#### [WORK INSTRUCTION A]
Rewrite the paragraph in the Dogwashers review that begins "As the next couple days progress" as a short bulleted list, keeping its main facts.
#### [WORK INSTRUCTION B]
Answer these questions about the Dogwashers review, one per line:
(i) What does Yoiner find inside the broken pedestal?
(ii) Who is credited for the photo?
(iii) Which narco-thrillers does the review say the film borrows tropes from?
#### [WORK INSTRUCTION C]
Continue the Dogwashers review from where it stops.

#### [DOCUMENT SECTION]
-.-.-

As the next couple days progress, we get to know the ancillaries quite well. Bobolitro goes to church and bellows HALLELUJAH terribly out of tune; later, he visits an aging prostitute who we soon learn is also his girlfriend. Milton tries to hold things together at the house; he has a secret. The two cops next door continue their stakeout, bored as hell; they’re obviously several steps behind, because they’re staking out the guy who should have been staked out long ago. Claudia frets about Don Oscar, who never came home last night; she has a secret too, involving a doctor appointment of her own. Yoiner just wants to earn enough money to get his motorcycle out of hock; he backs up his battered old truck in the garden and accidentally knocks over a statue of the Virgin Mary and looks into the broken pedestal and finds a black sack full of cash and meanwhile Don Oscar hides out and gets whooooooooaaaaa effffffffffed upppp on his way to maybe, possibly, a place of humility and a solution to his debt situation and the plot, as they say, thicks.

Dogwashers
Photo: NETFLIX

What Movies Will It Remind You Of?: Dogwashers is a post-Tarantino work, but instead of aping Pulp Fiction with its nifty soundtrack, camera angles and peppery dialogue, it progresses past the referential nature of such things and roots around in the true essence of character. It also sniffs some of the tropes of narco-thrillers like Blow, American Made and Scarface, then takes a step or two forward and to the left.

-.-.-

#### [RECORD EXTRACTS]
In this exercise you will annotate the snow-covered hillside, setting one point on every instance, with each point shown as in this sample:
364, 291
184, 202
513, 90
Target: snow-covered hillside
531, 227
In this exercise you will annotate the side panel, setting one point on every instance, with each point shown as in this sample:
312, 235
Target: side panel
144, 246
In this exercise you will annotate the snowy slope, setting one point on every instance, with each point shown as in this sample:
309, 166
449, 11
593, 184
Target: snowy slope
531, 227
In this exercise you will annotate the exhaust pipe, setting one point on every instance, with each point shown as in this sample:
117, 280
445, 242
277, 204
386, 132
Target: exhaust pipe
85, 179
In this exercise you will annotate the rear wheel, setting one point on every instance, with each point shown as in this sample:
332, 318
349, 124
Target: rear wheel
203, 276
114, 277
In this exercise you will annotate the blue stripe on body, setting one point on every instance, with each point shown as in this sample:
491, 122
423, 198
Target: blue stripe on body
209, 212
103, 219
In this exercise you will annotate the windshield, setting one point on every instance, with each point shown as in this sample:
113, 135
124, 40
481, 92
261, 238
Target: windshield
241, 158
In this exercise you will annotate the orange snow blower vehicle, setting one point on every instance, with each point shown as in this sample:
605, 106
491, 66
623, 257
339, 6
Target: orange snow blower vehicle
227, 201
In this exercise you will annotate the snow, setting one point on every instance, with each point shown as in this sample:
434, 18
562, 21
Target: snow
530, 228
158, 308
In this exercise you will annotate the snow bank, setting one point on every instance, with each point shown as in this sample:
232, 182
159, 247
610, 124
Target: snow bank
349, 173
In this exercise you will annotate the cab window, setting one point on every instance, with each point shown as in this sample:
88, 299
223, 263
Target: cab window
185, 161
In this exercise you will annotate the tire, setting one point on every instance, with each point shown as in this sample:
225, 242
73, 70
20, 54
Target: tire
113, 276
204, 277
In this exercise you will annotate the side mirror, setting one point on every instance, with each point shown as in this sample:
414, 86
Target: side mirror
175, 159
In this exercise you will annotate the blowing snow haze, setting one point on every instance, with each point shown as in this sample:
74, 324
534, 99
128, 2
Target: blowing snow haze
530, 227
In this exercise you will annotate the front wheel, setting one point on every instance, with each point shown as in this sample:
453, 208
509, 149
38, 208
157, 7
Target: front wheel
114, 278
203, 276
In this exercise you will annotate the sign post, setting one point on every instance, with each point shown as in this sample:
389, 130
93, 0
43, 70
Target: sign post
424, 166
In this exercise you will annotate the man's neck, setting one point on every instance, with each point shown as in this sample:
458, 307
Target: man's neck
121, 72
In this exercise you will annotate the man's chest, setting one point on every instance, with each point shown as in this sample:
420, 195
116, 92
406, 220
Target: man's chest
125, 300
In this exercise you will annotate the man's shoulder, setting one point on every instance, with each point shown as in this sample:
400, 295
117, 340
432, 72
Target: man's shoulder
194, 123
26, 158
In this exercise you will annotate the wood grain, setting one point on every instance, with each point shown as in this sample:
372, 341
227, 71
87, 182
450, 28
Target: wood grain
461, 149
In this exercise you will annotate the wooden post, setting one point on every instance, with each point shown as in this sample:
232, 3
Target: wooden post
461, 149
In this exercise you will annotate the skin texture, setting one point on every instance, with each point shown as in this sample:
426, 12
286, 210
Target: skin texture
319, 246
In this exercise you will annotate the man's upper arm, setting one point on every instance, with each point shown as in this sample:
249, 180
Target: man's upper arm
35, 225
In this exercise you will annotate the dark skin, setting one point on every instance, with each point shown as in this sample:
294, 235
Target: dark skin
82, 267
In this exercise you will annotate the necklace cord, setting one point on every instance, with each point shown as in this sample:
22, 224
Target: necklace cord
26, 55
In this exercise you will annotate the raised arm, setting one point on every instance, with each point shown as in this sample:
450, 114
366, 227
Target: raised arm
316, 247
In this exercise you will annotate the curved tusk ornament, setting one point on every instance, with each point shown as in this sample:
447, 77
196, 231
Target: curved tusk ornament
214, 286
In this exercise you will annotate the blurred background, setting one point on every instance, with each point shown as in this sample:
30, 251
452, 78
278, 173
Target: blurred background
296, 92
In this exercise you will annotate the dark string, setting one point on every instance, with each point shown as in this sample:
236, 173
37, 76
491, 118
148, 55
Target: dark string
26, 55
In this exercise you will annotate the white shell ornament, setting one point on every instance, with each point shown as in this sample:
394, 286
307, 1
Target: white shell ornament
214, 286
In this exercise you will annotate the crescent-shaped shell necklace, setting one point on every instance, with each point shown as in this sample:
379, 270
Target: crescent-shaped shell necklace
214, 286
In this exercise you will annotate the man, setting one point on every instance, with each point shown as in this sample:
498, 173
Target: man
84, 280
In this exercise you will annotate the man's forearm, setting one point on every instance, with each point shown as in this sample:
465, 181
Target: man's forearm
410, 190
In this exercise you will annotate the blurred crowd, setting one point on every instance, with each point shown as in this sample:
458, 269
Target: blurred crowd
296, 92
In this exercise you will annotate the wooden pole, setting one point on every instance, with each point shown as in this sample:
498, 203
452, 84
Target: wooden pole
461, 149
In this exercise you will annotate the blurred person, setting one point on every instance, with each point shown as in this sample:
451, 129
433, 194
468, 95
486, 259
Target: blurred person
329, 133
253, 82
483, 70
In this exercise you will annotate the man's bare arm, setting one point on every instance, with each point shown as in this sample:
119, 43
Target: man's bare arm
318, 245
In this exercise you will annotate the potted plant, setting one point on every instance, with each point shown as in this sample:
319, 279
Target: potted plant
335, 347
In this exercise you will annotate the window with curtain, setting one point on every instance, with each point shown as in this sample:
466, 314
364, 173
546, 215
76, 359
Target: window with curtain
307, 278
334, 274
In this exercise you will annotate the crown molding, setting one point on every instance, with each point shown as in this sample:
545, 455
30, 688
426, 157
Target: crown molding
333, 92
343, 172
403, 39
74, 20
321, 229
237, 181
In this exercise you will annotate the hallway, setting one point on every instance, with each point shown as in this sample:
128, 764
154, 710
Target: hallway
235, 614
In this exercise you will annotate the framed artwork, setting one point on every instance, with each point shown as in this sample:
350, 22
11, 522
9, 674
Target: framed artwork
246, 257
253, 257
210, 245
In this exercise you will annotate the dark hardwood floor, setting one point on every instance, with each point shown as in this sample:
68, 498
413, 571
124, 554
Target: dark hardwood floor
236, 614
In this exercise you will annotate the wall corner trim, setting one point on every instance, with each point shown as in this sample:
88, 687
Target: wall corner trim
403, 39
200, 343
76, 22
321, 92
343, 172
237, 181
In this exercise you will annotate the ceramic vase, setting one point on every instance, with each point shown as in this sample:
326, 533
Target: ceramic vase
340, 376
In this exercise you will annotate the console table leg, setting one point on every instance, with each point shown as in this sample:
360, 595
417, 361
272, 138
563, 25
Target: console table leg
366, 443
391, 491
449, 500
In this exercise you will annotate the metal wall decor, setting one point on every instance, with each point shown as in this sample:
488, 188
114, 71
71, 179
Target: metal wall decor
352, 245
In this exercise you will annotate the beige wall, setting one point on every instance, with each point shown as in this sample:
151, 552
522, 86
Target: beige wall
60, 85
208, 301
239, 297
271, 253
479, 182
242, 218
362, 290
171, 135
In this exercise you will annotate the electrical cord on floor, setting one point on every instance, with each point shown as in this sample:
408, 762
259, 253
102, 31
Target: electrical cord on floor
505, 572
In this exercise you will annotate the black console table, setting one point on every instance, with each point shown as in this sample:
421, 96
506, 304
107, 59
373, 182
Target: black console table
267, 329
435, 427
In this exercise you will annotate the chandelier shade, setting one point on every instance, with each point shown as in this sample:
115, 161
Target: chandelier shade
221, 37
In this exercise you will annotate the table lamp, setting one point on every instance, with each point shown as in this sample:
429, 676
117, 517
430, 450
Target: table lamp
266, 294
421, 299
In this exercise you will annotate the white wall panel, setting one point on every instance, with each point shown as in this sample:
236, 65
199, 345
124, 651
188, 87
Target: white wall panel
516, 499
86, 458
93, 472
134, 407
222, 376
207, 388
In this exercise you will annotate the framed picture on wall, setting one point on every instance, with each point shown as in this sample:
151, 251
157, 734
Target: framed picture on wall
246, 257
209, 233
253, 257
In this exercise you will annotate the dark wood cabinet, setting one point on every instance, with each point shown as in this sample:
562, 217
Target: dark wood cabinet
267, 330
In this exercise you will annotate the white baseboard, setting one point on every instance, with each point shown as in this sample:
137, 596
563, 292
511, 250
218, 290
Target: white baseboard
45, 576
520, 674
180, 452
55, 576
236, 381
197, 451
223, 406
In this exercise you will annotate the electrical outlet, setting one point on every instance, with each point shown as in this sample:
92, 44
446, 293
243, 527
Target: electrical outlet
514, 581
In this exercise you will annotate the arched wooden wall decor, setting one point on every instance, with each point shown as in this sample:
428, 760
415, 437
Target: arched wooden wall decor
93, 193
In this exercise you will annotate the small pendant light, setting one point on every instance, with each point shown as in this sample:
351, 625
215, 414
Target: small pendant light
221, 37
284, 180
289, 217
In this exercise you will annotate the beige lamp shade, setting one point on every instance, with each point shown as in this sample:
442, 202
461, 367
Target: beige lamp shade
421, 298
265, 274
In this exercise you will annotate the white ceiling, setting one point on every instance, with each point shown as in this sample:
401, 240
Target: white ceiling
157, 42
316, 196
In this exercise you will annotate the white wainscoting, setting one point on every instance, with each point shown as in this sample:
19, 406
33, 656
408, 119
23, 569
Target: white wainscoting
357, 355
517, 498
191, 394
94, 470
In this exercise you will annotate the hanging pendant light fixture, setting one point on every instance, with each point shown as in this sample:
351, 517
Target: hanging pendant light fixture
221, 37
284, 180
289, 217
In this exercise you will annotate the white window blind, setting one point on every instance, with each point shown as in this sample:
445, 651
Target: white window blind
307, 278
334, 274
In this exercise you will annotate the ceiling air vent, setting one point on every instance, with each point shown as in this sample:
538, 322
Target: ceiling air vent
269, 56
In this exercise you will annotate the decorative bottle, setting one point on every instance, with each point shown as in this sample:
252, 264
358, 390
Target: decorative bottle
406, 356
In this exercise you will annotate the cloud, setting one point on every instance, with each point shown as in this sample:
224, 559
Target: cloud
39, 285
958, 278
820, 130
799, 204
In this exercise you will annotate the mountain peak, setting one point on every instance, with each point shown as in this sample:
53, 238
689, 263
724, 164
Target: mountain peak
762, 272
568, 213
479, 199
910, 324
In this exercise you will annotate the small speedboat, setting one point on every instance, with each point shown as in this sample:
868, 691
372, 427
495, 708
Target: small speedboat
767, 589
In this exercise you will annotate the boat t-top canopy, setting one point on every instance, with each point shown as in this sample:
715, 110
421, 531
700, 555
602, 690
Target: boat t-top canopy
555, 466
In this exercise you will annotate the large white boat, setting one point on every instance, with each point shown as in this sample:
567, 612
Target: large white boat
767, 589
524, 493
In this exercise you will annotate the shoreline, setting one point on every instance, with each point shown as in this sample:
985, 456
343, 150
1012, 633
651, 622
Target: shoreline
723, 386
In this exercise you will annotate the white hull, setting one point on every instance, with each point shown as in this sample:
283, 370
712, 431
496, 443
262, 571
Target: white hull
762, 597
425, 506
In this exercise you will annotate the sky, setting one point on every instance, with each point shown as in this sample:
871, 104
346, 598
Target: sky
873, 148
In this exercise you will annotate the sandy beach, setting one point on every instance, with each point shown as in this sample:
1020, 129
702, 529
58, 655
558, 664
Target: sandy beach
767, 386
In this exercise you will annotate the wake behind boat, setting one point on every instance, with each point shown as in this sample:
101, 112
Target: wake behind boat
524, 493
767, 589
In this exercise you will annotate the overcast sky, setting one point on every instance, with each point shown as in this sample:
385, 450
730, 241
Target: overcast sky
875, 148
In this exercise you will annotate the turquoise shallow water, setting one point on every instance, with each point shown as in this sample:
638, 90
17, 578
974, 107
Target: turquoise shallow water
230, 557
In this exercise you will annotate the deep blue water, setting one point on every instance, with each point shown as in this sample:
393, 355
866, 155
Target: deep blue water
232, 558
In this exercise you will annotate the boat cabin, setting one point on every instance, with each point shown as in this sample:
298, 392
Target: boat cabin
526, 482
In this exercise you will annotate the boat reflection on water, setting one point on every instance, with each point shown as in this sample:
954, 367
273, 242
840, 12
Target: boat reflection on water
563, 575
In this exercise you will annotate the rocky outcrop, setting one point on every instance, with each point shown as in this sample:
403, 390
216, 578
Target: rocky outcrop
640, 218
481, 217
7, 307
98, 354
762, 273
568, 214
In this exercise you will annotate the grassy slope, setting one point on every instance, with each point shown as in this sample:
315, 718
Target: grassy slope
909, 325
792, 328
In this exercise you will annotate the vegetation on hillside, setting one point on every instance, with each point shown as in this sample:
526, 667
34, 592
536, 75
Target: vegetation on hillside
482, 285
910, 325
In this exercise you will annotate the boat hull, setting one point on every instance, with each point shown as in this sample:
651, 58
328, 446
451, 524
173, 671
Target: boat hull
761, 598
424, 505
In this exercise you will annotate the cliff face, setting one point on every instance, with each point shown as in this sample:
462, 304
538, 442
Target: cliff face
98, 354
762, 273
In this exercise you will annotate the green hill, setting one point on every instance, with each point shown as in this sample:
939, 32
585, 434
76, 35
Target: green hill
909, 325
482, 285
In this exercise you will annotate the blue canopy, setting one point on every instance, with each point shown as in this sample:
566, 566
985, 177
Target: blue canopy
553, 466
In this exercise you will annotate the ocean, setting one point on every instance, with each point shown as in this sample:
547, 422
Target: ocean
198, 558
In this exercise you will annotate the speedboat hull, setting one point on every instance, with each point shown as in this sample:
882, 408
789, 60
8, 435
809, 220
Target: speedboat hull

-.-.-

#### [WRITTEN RESPONSE A]
- Bobolitro sings HALLELUJAH badly out of tune at church, then visits an aging prostitute who is also his girlfriend.
- Milton tries to hold things together at the house and has a secret.
- The two cops next door keep up a bored stakeout, several steps behind, watching someone who should have been watched long before.
- Claudia worries because Don Oscar never came home last night. She also has a secret involving her own doctor appointment.
- Yoiner wants enough money to get his motorcycle out of hock. Backing up his old truck, he knocks over a statue of the Virgin Mary and finds a black sack full of cash in the broken pedestal.
- Don Oscar hides out and gets badly messed up, possibly on his way to humility and a solution to his debt.

#### [WRITTEN RESPONSE B]
(i) A black sack full of cash.
(ii) Netflix.
(iii) Blow, American Made and Scarface.

#### [WRITTEN RESPONSE C]
Performance Worth Watching: It’s difficult to choose a standout among this collection of consistently strong performances — Munoz is very good as the quietly frustrated underdog, Gonzalez quite convincingly sells a third-act shift in character and Toro shows equal capability for comedy and menacing cruelty, sometimes in the same line-reading.

Memorable Dialogue: Two standouts from Don Marco: “Sometimes it’s your life or everyone else’s.” And, “Ask the Virgin for the money.”

Sex and Skin: Female toplessness; semi-explicit coitus in orangish and reddish mostly darkish lighting.

Our Take: Yes, this thicks. Thicks like gravy slow-simmered on the stove and patiently whisked to a savory density by Moreno, who isn’t content to just buy the canned stuff. Thematically, Dogwashers — named after slang for the low-level “employees” in the drug-dealing biz — mucks about in the usual you-reap-what-you-sow live-by-the-sword/die-by-the-sword fodder of many such films where sympathetic protagonists are in short supply. So it’s somewhat derivative, and it concludes in the predictably unpredictable way in which the dark nature of man emerges and you just know many guns will be emptied of their bullets, although you’re not quite sure who will be on the receiving end of those bullets.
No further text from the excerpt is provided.